> [Task item]:
From the first line of the entries below, reproduce everything exactly through the line with "written like <point>23,87</point>.", and nothing more.

** Input material follows **

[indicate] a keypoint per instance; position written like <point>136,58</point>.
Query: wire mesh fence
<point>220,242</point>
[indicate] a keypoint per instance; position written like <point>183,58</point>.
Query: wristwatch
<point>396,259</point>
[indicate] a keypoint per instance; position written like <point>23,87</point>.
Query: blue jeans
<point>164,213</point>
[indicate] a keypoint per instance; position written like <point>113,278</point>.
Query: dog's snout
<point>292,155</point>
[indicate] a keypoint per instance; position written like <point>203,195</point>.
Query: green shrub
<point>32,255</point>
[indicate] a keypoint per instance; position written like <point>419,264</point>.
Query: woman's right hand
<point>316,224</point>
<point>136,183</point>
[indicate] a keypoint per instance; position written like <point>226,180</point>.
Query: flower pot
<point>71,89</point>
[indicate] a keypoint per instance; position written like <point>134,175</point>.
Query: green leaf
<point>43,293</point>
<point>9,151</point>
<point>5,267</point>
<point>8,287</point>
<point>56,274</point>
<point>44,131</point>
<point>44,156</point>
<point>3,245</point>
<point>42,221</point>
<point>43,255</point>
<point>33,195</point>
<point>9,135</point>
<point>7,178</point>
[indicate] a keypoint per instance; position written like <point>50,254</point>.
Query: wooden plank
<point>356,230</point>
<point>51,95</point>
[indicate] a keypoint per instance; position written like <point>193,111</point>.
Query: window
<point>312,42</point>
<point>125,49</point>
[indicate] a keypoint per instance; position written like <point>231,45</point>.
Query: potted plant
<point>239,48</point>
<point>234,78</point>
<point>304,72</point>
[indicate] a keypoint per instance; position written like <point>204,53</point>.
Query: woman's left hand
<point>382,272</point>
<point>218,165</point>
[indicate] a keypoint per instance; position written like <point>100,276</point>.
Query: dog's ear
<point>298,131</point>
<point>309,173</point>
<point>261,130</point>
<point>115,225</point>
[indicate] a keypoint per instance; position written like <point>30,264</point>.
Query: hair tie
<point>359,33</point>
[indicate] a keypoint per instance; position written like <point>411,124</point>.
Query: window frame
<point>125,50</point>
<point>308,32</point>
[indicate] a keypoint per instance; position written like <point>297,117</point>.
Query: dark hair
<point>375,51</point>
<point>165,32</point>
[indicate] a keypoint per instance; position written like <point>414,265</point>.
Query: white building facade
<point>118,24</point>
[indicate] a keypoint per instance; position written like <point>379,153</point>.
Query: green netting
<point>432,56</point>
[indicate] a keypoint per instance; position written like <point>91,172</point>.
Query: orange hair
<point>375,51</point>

** End of Input material **

> [Written reply]:
[indicate] a keypoint per instance; position written like <point>136,58</point>.
Query: wire mesh fence
<point>220,242</point>
[indicate] a keypoint per instance; position written like <point>183,58</point>.
Query: wristwatch
<point>396,259</point>
[indicate] a keypoint per instance; position written like <point>23,87</point>.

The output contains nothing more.